**Exercise**
Every single record needs to be restated word for word.

**Dataset records**
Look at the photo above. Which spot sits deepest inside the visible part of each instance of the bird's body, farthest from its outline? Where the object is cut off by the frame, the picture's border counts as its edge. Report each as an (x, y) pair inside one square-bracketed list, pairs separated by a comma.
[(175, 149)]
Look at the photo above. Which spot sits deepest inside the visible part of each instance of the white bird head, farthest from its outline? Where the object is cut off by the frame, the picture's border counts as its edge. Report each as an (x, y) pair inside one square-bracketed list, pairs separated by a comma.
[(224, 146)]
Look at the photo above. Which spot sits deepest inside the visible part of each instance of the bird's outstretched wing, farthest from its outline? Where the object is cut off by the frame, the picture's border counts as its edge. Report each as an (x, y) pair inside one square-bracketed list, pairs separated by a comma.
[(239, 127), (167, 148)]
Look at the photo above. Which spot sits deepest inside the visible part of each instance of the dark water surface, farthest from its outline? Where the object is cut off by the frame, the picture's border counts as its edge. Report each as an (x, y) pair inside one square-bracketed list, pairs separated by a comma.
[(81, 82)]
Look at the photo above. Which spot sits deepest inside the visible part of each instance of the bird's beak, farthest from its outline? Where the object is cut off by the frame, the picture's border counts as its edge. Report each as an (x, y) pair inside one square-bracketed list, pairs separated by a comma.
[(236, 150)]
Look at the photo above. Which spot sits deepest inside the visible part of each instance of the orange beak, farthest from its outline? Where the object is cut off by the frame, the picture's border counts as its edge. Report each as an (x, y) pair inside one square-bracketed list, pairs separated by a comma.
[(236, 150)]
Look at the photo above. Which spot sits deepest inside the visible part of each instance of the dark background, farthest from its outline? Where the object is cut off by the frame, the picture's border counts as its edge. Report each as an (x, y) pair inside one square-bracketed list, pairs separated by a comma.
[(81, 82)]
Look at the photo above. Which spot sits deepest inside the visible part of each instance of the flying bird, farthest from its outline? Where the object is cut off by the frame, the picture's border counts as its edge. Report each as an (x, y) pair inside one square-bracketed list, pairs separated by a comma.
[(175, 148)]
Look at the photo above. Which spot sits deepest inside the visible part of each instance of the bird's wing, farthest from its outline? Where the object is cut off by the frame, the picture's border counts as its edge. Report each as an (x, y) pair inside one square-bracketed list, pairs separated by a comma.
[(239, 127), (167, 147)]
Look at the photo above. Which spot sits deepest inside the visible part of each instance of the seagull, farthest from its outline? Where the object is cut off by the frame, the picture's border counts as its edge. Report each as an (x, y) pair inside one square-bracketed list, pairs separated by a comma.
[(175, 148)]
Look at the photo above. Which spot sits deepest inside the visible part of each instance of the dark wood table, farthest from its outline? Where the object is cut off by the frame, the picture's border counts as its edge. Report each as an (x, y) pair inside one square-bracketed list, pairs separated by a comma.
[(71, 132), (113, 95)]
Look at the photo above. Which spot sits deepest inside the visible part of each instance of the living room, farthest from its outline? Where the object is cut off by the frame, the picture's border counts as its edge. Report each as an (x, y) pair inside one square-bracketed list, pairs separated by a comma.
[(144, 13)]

**Result**
Look at the photo above. Which spot sits deepest inside the visible part of each instance of the bird's body, farthest from its outline? Where the object is cut off by the frame, the picture's border counts as its edge. Report each as an (x, y) pair inside one square-bracketed list, pairs separated by a comma.
[(175, 149)]
Look at the photo above. Which spot sits deepest inside the visible part of each instance of the white bird head, farthest from its outline? Where the object is cut off by the frame, the picture's border counts as its edge. Report each as an (x, y) pair inside one square-bracketed list, pairs separated by a comma.
[(224, 146)]
Look at the photo above. Which spot sits deepest inside the visible part of each instance of the bird's outstretched wing, farthest from its outline? Where the object is cut off by the frame, the picture's border counts as its edge. Report each as an (x, y) pair inside one square-bracketed list, pairs separated by a comma.
[(239, 127), (167, 148)]
Look at the photo above. Which spot sits deepest inside the visible part of each instance of the dark water surface, farthest from its outline? Where the object is cut off by the frame, the picture's border counts as its edge. Report each as an (x, y) pair inside one square-bracketed list, pairs separated by a comma.
[(81, 82)]
Look at the photo above. Which spot sits deepest inside the visible part of each instance of the bird's beak, farthest from its outline? Where the object is cut off by the frame, the picture's border counts as its edge. Report each as an (x, y) pair inside one square-bracketed list, pairs separated by a comma.
[(236, 150)]
Look at the photo above. Which spot sits deepest inside the visible part of each instance of the orange beak, farthest from its outline? Where the object is cut off by the frame, the picture's border counts as its edge. Report each as an (x, y) pair inside one square-bracketed list, pairs separated by a comma.
[(236, 150)]
Look at the photo above. Which spot sits deepest inside the visible part of each instance of the dark background, farthest from its outline? Where the object is cut off by the frame, the picture's border counts as its edge. Report each as an (x, y) pair inside one square-bracketed list, pairs separated by a comma.
[(81, 82)]
Look at the photo above. Which spot sits deepest inside the visible part of each instance of the flying bird, farthest from its outline? Where the object is cut off by the frame, the picture's border counts as its edge. Report each as an (x, y) pair inside one square-bracketed list, pairs separated by a comma.
[(175, 148)]
Look at the photo above. Which spot sits deepest inside the visible part of each instance of the bird's wing, farthest from its outline? Where the object is cut off by the frame, the picture's border counts as its edge. Report each as an (x, y) pair inside one square-bracketed list, pairs separated by a comma.
[(239, 127), (167, 147)]
Look at the photo above. Which spot sits deepest inside the visible part of each instance of the seagull, farthest from its outline? Where the object is cut off by the frame, the picture's border counts as its edge. Report each as an (x, y) pair inside one square-bracketed list, pairs separated by a comma.
[(175, 148)]
Look at the photo above. Which spot sits deepest inside the visible part of each instance of the dark wood table, farthest from its outline? Where the object is cut off by the frame, the picture's border counts as its edge. Report each as an (x, y) pair inside one square-bracketed list, pairs separated by a comma.
[(71, 132), (113, 95)]
Look at the photo above. Which spot sits deepest inside the visible part of each instance of the living room, farthest from its outline? Where the object is cut off by the frame, the picture's border counts as its edge. Report each as an (x, y) pair inside one square-bracketed list, pairs separated by a comma.
[(144, 13)]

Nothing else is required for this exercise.